## WORK TO COMPLETE
From the material below, extract every line that contains the word "chinese" and list those lines in their original order.
%%
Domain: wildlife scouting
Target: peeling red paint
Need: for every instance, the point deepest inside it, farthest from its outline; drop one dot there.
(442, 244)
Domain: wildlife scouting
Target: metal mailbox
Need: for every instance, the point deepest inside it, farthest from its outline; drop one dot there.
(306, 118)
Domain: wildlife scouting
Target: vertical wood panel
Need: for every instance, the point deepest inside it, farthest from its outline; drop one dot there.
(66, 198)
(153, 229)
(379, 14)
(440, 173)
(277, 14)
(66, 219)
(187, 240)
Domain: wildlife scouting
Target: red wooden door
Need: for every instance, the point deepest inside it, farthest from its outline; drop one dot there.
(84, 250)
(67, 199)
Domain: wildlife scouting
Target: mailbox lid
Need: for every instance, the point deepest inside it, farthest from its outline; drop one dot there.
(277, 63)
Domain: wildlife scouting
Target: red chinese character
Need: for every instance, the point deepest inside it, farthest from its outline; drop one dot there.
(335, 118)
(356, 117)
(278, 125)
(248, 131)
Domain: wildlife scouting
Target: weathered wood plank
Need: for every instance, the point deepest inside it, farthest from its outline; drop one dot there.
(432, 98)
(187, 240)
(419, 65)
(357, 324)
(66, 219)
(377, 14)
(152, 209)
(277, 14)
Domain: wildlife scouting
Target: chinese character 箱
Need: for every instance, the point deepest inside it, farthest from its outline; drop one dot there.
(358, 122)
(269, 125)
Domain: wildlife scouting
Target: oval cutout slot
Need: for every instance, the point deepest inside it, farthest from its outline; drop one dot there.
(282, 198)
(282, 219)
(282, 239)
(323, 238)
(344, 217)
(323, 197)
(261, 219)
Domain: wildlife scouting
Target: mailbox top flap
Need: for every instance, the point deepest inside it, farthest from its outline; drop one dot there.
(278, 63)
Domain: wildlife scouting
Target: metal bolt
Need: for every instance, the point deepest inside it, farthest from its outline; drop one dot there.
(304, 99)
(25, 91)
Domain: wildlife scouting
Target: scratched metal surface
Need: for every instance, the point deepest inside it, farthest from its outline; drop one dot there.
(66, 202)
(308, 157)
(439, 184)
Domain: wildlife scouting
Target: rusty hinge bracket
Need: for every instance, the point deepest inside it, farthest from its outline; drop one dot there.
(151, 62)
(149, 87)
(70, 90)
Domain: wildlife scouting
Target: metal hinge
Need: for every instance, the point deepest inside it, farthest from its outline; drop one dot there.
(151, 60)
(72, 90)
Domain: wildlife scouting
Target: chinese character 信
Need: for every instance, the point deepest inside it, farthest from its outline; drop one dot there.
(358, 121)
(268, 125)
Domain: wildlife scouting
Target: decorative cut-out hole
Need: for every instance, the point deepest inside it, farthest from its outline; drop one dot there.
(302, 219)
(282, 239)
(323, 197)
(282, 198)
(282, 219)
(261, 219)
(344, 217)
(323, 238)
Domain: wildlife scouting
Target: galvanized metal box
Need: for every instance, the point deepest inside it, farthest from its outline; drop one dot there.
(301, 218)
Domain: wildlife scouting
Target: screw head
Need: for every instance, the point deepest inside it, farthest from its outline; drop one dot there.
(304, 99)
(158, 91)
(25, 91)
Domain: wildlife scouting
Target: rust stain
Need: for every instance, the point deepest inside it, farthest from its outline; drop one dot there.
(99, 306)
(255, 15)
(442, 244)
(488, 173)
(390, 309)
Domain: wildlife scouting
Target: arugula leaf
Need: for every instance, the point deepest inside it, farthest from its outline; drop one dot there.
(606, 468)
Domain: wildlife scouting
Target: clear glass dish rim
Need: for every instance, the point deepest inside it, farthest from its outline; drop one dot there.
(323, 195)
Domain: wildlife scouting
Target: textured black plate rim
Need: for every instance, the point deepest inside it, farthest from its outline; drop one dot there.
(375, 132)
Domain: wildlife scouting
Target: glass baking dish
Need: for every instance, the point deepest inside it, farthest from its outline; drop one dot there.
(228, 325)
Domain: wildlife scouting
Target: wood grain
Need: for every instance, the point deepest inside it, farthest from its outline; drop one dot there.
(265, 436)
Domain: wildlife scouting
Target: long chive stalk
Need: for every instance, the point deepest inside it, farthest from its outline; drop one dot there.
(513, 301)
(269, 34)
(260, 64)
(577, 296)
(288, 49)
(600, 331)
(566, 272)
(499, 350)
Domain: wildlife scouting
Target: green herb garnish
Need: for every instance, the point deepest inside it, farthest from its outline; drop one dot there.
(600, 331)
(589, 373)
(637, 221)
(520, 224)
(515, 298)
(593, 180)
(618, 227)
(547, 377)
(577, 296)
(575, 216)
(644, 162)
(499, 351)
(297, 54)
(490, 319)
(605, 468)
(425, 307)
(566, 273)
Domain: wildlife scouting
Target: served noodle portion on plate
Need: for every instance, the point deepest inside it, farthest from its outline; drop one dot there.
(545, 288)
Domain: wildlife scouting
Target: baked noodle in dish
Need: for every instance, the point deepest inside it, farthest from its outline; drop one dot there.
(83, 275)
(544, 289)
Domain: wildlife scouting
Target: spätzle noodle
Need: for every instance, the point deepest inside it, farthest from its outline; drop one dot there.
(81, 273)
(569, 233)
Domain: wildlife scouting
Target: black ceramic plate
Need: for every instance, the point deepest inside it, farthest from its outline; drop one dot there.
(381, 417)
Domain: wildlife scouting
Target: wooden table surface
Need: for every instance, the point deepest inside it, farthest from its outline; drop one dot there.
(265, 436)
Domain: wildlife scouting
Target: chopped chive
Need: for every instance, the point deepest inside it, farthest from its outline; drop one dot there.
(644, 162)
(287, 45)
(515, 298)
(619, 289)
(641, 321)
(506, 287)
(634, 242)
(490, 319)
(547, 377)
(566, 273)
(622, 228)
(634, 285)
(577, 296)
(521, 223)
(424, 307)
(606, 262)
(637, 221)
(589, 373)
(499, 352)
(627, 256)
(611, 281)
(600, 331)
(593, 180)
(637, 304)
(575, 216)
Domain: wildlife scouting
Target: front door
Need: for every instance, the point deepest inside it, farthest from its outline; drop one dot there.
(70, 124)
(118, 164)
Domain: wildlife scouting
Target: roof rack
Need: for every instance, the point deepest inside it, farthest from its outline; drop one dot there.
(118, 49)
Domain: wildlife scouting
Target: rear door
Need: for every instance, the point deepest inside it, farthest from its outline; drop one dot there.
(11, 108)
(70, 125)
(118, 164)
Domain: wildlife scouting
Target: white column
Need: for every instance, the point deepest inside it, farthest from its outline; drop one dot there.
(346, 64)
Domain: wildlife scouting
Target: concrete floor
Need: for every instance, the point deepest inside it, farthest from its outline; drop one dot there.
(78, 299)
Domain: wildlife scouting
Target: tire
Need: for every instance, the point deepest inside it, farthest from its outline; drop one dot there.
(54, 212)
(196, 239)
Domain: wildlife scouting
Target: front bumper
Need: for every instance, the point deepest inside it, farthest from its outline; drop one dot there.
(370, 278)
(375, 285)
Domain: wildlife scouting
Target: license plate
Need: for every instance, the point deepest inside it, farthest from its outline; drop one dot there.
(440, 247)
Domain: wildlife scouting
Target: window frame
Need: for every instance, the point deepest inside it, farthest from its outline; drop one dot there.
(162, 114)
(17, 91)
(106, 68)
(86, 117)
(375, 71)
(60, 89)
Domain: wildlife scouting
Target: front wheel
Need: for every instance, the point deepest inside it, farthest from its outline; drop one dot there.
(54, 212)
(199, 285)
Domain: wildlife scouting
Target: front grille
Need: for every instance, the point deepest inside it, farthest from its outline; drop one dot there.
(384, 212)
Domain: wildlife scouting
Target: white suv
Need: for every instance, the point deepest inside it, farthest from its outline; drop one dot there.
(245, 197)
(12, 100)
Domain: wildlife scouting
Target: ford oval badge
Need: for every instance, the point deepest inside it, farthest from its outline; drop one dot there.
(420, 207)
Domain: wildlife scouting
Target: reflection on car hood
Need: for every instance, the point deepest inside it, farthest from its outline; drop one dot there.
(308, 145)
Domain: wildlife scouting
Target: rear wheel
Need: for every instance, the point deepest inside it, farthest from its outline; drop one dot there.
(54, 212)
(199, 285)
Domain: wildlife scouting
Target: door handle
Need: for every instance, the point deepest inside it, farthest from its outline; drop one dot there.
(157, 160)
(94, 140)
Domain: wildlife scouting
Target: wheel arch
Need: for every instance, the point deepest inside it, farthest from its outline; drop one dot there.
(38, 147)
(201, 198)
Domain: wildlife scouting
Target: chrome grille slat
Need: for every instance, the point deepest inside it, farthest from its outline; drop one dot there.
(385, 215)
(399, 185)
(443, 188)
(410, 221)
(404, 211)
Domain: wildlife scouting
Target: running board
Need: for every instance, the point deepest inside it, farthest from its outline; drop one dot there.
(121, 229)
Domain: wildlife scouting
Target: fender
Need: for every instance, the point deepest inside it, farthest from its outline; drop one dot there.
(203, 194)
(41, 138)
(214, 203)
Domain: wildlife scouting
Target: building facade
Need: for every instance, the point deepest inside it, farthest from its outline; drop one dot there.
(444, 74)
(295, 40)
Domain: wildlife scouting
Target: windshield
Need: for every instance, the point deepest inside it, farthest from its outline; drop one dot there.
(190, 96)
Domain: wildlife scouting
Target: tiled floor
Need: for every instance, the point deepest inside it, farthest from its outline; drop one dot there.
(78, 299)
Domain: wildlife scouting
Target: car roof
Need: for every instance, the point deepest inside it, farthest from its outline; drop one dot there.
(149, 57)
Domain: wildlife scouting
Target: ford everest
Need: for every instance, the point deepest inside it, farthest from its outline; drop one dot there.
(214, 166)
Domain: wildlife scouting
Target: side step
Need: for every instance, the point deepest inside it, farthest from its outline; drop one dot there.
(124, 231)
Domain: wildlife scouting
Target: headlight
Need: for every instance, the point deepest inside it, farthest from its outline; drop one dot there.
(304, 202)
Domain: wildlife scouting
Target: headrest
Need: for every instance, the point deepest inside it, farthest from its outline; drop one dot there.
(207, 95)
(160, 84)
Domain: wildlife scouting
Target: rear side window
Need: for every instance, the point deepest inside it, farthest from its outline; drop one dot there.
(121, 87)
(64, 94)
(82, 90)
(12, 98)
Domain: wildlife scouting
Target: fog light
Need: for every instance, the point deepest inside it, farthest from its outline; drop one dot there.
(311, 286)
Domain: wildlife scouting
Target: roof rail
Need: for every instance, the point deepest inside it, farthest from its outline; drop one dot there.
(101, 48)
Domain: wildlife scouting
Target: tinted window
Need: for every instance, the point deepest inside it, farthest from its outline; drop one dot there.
%%
## COMPLETED TASK
Target: red chinese character
Target: chinese character 箱
Target: chinese character 信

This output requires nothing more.